● **What to work on**
Rewrite every line of the listing below with "photo" switched to "image" and everything else unchanged. Leave the pictures out of your answer.

● **Materials provided**
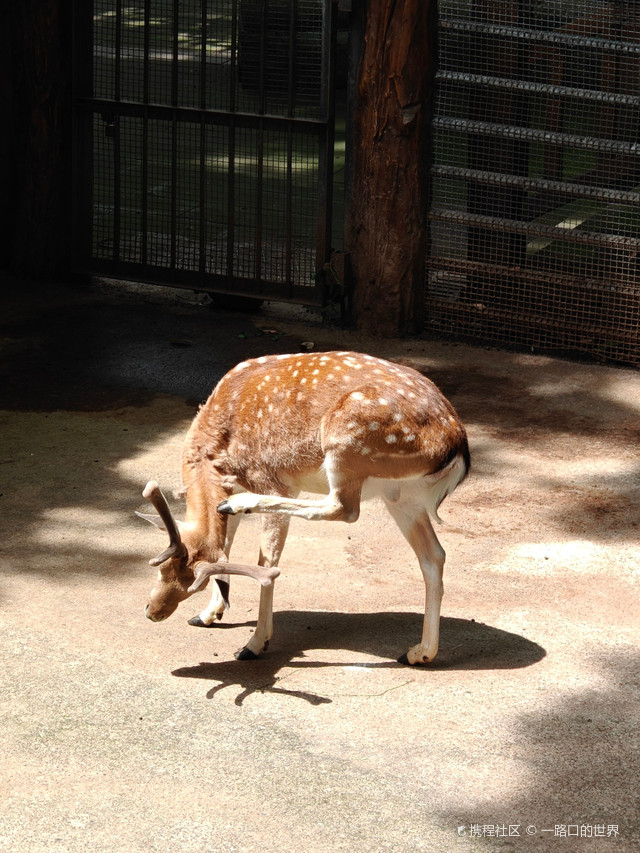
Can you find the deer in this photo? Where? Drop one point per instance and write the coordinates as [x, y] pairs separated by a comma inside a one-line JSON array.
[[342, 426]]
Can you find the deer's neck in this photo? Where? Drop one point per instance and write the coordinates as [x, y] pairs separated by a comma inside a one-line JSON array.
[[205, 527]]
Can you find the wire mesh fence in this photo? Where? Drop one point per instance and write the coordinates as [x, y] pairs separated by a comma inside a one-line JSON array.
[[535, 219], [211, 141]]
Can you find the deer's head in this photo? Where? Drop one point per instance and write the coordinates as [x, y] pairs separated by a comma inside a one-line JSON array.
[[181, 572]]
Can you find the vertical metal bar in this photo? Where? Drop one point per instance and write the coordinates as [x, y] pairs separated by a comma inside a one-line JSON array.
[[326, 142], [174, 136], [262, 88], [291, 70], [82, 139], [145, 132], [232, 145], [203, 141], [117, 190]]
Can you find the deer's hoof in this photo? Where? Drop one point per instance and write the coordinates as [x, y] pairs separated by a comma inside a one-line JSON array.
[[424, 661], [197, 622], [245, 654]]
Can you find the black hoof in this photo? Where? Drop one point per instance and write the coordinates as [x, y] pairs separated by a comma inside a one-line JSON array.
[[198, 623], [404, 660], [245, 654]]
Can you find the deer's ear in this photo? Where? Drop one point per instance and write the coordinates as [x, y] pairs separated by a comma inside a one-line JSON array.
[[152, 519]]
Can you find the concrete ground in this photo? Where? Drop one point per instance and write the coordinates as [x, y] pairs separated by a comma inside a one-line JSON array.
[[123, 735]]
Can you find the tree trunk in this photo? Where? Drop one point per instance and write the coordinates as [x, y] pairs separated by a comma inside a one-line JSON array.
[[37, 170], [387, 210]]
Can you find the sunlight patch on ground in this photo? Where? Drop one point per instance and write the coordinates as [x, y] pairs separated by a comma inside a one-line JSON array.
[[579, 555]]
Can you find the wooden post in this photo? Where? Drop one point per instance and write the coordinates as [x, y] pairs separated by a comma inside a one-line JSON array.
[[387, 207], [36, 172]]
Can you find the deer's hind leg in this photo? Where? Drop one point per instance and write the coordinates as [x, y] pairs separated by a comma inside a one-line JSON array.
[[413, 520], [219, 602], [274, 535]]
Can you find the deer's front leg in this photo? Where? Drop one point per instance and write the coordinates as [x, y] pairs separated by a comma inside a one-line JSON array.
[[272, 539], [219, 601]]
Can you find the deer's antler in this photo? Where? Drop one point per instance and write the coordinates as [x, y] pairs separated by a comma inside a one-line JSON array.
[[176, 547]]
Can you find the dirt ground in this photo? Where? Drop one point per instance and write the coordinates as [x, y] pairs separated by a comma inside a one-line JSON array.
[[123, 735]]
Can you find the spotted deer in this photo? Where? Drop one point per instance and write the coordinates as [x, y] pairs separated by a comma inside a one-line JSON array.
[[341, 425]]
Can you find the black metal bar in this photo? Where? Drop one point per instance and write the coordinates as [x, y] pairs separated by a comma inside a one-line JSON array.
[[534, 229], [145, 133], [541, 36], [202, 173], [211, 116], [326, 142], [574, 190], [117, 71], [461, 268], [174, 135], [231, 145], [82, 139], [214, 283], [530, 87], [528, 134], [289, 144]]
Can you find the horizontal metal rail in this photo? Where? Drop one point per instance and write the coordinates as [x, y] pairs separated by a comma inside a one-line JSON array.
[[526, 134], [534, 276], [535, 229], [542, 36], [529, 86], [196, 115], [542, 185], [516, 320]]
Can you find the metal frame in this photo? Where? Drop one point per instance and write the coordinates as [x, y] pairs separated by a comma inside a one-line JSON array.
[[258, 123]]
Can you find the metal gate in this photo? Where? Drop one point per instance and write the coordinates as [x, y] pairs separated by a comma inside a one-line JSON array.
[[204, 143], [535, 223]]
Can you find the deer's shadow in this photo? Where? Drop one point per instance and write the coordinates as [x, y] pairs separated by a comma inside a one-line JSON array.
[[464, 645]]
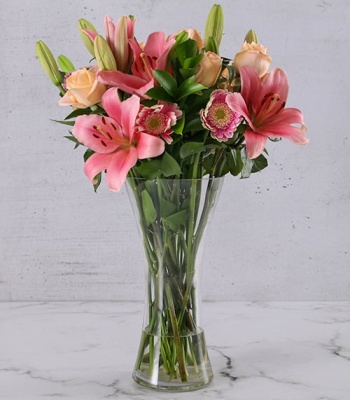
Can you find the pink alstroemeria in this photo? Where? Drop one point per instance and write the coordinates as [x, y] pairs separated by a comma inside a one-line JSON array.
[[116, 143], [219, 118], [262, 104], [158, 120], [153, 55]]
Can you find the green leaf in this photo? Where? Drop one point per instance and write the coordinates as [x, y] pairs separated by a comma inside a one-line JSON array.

● **Solution to the exercise**
Can you find the deer in this image? Where? Drop one point per instance and write the coordinates as [x, y] pairs separated by a comma inside a one-line JSON array.
[[342, 426]]
Can you find the deer's neck in this image? Where? Drop one point per instance and write the coordinates as [x, y] pairs separated by a comma inside a one-line JSON array.
[[205, 527]]
Can you find the wire mesh fence in this image? Where? Drop one point per instance and write the coordinates as [x, y] pairs separated by a comma inside a one-line JSON array.
[[535, 219], [211, 141]]
Can you find the deer's head in this image? Where? Drop one point per instance and write the coordinates as [x, y] pairs separated by a comma inside a one-line JSON array.
[[181, 572]]
Can you find the vertical metal bar in this image? Where? Drop one point per instance and write the coordinates as [x, y] pairs separated by a comma inside a one-line JSON array.
[[326, 142], [174, 136], [262, 88], [291, 70], [82, 139], [145, 132], [232, 145], [203, 141], [117, 190]]
Can you find the deer's hoof in this image? Where? Drop one point per instance and write the coordinates as [x, y] pairs separated by a comma inside a one-line JSON array.
[[424, 661], [197, 622], [245, 654]]
Can you find the black hoof in this image? Where? Drop one point per instance and write the coordinates as [x, y] pairs separated by a comma inside a one-line JSON array.
[[198, 623], [404, 660], [245, 654]]
Can you find the deer's ear in this image? Where? Drop one point per instance and write the coordinates as [x, y] pairs separated by a comma inside a one-line JSON array.
[[152, 519]]
Can you find the concrete ground in this image? Where? Drop one point per instance and write the coordinates as [x, y] pairs separated by a comma inside a one-line JSON array.
[[123, 735]]
Can you find the tree trunk in this image? Where? Drop one point per instance and write the coordinates as [x, y] pairs separated by a comma inside a one-line JSON array.
[[37, 170], [387, 210]]
Can you find the sunlight patch on ground in this image? Where? Drop one point per instance and write the coordinates as [x, y] pairs separated by a comma inside a one-line JSON array.
[[579, 555]]
Can you find the wooden post in this image? Where? Drop one point per instance and write the coordinates as [x, y] pairs separated by a comma inside a one-line JSON array.
[[387, 207], [36, 172]]
Can you find the deer's hind leg in this image? Where? Drop one point per instance and write the coordinates as [x, y] pairs separated by a comma inside a one-line JSON array.
[[413, 520], [219, 602], [274, 535]]
Can you find the deer's front leg in this image? Where? Drop one point per instance and write the coordinates as [x, y] pairs separated by a comma inside a one-line JSON array.
[[272, 539], [219, 601]]
Can you find the deer's antler in this image? Where? Drop one point per instance and write the coordinates as [x, y] pairs separated by a comma inside a one-line JSON array.
[[176, 547]]
Can you find the dirt ground in this image? Where? Drop one point per instance and write the coordinates as [x, y] pairs separated by a comma inside a one-line JSON array.
[[123, 735]]
Can you find the spotted deer in this image? Where? Drop one point per instance and write the coordinates as [x, y] pairs separated by a comma inside a one-line JSON array.
[[341, 425]]
Can you find the black metal bar in this image? Where? Drop one point per instance and write the coordinates as [x, y] pairs separated by a comma inside a one-line JSON array.
[[534, 229], [145, 133], [541, 36], [202, 173], [211, 116], [326, 142], [574, 190], [117, 71], [461, 268], [174, 135], [231, 145], [82, 139], [214, 283], [530, 87], [528, 134], [289, 144]]
Can you find the horizontal metal rail in this image? Where? Drop one point per instance and write the coordinates as [x, y] pairs separated by a comma inside a one-line JSON array.
[[526, 134], [534, 276], [535, 229], [542, 36], [529, 86], [196, 115], [542, 185], [516, 320]]
Can you find the metal frame in this image? Where? Drop one point per instance and write the coordinates as [x, y] pairs separated by a comma inside a one-line JSON array.
[[258, 123]]
Can you find the metal gate in this image? Where? Drop one point per instance and write the coordinates as [x, y] pairs separated by a comma inside a one-line JSON array.
[[204, 143], [535, 223]]
Can you find the deer's shadow in this image? Where? Drop one point per instance and write the coordinates as [x, y] pairs separated by a comma inside a one-line JSON array.
[[464, 645]]
Can you find the pink alstroemeria in this image? Where? Drop one point per instance and write the coordinates as [x, y] pairs separated by a comma inside a one-line JSON array.
[[116, 143], [219, 118], [262, 104], [158, 120], [153, 55]]
Can you find the green leaf in this image? Where? Drop one point per instance and write the coordinates as [x, y] pairs separated by a comma inside a one-line JSON array.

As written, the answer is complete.